Copy every one of the rows below verbatim, leaving each line unchanged.

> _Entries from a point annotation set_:
-=-=-

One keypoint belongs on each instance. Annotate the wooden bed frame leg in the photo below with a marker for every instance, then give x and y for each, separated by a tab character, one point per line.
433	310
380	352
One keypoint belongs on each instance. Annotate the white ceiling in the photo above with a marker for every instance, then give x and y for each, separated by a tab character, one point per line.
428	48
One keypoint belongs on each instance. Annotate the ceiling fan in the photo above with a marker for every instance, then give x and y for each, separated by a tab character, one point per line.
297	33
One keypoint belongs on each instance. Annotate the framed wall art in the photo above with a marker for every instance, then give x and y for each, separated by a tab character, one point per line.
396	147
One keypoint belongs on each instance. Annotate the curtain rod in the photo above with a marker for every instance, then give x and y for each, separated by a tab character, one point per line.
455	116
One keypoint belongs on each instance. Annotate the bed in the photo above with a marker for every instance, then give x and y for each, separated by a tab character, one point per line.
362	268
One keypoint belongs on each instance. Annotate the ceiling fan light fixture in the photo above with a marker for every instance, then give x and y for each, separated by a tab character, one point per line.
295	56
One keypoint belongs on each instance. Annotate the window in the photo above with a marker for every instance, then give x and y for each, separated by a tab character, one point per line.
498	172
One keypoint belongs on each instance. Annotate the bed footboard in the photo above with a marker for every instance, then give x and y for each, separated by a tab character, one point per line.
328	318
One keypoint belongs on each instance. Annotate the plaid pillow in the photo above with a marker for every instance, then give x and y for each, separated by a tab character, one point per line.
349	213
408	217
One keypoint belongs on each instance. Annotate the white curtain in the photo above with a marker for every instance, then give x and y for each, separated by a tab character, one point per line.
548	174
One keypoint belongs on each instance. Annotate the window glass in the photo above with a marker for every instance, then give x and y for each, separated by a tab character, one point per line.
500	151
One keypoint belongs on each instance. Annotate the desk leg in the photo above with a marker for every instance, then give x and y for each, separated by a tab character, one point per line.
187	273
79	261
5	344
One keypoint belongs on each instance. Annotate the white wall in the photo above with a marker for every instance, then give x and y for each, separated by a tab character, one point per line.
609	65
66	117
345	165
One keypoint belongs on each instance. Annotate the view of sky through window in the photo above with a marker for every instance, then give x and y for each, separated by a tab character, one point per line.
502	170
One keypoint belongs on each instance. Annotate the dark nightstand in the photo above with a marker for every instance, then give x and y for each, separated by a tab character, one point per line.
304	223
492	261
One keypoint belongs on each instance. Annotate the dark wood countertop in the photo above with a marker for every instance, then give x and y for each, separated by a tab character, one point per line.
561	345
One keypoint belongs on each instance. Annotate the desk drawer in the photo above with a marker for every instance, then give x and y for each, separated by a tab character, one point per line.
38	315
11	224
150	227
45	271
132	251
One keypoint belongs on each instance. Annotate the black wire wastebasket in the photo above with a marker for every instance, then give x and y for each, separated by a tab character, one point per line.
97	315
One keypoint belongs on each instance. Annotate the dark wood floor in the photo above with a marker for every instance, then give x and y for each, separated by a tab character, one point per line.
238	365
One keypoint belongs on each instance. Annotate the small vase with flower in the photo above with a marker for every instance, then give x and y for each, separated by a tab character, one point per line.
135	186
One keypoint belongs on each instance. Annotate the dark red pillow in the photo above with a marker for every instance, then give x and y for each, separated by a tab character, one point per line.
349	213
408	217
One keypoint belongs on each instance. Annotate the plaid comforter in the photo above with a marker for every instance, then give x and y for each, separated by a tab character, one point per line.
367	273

-=-=-

> _Result of the task_:
One keypoint belongs on each instance. Annotate the wooden bed frame leg in the photo below with a marker for every instance, then give x and y for each, separated by a tab character, one point per line.
433	310
380	352
One keypoint belongs on each instance. Annotate the white ceiling in the photo above with a marker for every instance, then give x and y for each, separated by a tab character, one point per line.
428	48
One keypoint belongs on each instance. Annotate the ceiling fan in the photo above with a marker for every instance, then give x and y for each, separated by a tab character, one point per line.
297	33
One keypoint belongs on each instance. Annotate the framed wall art in the photo above with a marker for every instance, then give x and y for each, separated by a tab character, one point per line.
396	147
One keypoint belongs on each instance. Annotate the curtain rod in the photo above with a marker for every instance, then give x and y for each, separated by a tab character, one point per line.
455	116
One keypoint belongs on each instance. Annotate the bed in the photo above with a marker for every instance, then give x and y for each, separated by a tab character, one point per line.
362	268
One keypoint belongs on each instance. Annotate the ceiling fan light fixture in the photo above with a marker for every instance, then give x and y for each, separated by a tab character, one point per line.
295	56
One keypoint belongs on each instance. Annotate the window in the photo above with a marker for every instance, then give x and y for each, separated by a tab character, one point per line.
498	172
One keypoint belongs on each instance. Annotate the bed footboard in the photo above with a marker for every instance, then give x and y for each, separated by a tab character, one point per line.
328	318
One keypoint belongs on each instance. Annotate the plaid pillow in the photo above with a marker for every instance, then give x and y for each, separated by a tab character, one point per line.
349	213
408	217
One keypoint belongs on each instance. Annotate the white curtain in the photo above with a marker for every instance, then give x and y for each, separated by a tab character, one point per line.
548	174
One keypoint belongs on each instance. Annotate the window glass in the photo above with a marker for every instance, then give x and y for each, separated by a tab character, one point per line.
500	151
One keypoint belongs on each instance. Annotate the desk leg in the photo above with a marker for every instance, then give x and y for each, separated by a tab character, one point per line.
187	273
79	261
5	344
One keypoint belongs on each instance. Annotate the white wall in the photo above with a marker for every instance, then give x and y for each, separated by a tab character, one point per line.
609	65
66	117
345	165
One keypoint belongs on each instance. Annotate the view of sky through window in the photo above with a marker for every instance, then give x and y for each, separated by a tab character, one point per line.
502	170
One keypoint belongs on each instance. Annotate the dark nightstand in the photo above with a marker for every instance, then give x and y for each, separated by a tab character, one point per line.
304	223
492	261
One keypoint belongs on each instance. Annotate the dark wood countertop in the photo above with a marker for every instance, then give x and y for each, separated by a tab character, one point per line.
561	345
One keypoint belongs on each instance. Annotate the desk drawer in the photo above with a marker for every instance, then give x and y for each, separated by a tab character, one point per line.
38	315
11	224
150	227
45	271
132	251
One keypoint belongs on each instance. Annotate the black wire wastebasket in the photo above with a marker for every instance, then give x and y for each, separated by a tab character, one point per line.
97	315
One keypoint belongs on each instance. Annotate the dark wood floor in the photo above with a marker for every instance, then give x and y for each, separated by a tab character, one point per line.
238	365
One keypoint belongs on each instance. Annotate the small vase with flower in the photo above with a marker for every instance, then give x and y for each, separated by a tab character, one point per line.
135	186
One keypoint belongs on each instance. Annotate the dark red pillow in the photo above with a marker for every instance, then give x and y for each, separated by a tab character, one point per line.
349	213
408	217
One keypoint belongs on each instance. Annotate the plaid comforter in the photo above with a marker for every instance, then give x and y for each, separated by a tab character, one point per line.
367	273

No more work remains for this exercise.